Problem requirements: Word for word, transcribe the data below from the line with "[spot] the tall" to the line with "[spot] the shrub, one", keeping both of those lines.

START Supplied records

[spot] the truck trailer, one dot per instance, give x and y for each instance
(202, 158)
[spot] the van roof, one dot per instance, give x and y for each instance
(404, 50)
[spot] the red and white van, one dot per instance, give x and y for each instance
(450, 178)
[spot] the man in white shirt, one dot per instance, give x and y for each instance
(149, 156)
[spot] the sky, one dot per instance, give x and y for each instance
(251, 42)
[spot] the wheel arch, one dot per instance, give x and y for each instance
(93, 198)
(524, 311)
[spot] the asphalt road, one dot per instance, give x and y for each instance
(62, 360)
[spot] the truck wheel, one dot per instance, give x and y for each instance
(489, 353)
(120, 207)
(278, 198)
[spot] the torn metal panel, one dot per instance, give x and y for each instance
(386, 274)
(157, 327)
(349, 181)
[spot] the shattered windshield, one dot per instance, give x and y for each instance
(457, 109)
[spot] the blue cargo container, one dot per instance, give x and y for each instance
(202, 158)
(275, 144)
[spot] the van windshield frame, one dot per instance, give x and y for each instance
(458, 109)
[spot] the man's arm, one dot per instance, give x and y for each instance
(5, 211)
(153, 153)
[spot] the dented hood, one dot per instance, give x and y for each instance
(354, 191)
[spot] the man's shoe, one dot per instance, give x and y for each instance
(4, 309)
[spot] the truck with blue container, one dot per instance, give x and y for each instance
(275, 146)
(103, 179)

END Supplied records
START Supplied records

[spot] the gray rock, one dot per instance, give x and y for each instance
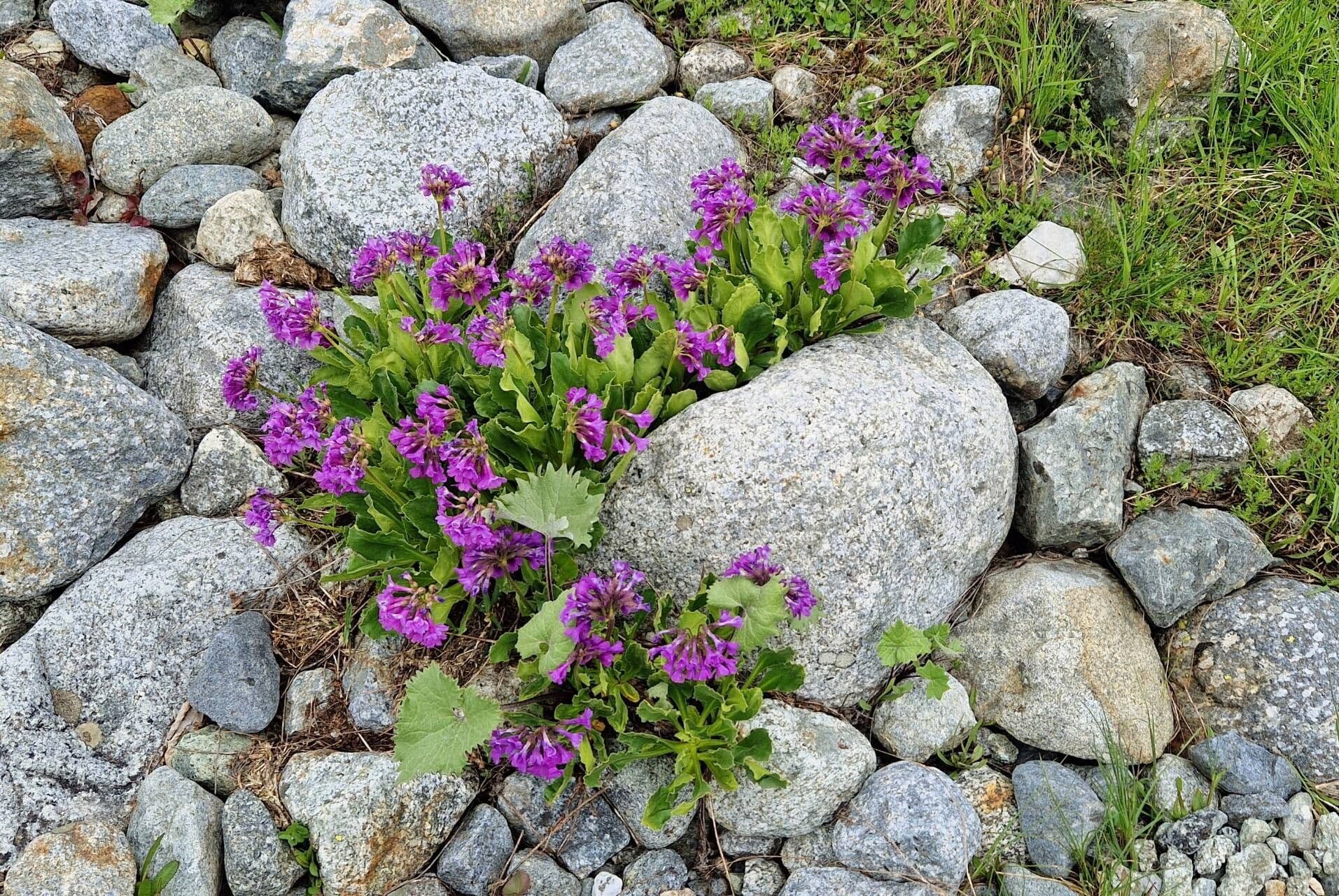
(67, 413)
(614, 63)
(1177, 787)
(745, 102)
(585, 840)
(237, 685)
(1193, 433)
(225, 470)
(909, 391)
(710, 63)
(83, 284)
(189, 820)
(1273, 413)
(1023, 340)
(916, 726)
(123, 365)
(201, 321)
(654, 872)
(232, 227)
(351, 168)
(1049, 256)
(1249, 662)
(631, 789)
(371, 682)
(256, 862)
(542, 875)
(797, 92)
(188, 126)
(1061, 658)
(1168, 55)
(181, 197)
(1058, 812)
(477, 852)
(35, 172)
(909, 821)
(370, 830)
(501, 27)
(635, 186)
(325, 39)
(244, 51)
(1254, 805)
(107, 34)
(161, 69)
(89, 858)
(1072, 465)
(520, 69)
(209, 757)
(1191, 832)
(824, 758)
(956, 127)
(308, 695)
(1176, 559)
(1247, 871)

END Supplied records
START Supplied records

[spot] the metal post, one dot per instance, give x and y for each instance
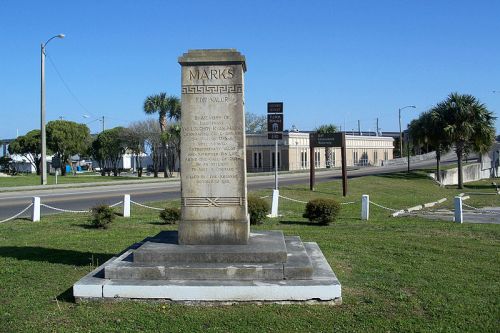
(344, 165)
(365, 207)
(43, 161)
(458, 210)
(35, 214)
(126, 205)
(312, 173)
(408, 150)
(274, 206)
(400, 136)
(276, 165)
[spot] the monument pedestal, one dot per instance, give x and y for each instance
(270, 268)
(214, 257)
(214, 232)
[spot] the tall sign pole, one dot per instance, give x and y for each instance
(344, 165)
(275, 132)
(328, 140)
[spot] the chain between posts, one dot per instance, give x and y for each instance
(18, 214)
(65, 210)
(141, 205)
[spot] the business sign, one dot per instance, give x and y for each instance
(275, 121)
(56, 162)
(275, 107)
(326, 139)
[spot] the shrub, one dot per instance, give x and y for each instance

END Supplied records

Written solution:
[spot] the tall sign pole, one dot per instance, give x and y for each instance
(344, 165)
(275, 132)
(328, 140)
[spot] the chain between posts, one dot per instance, give x and y for each instance
(18, 214)
(65, 210)
(141, 205)
[spot] the business sign, one dot per instance, give x and y for each instance
(275, 121)
(56, 162)
(275, 107)
(326, 139)
[spot] the shrub, one dot per instance, give x and y for each instance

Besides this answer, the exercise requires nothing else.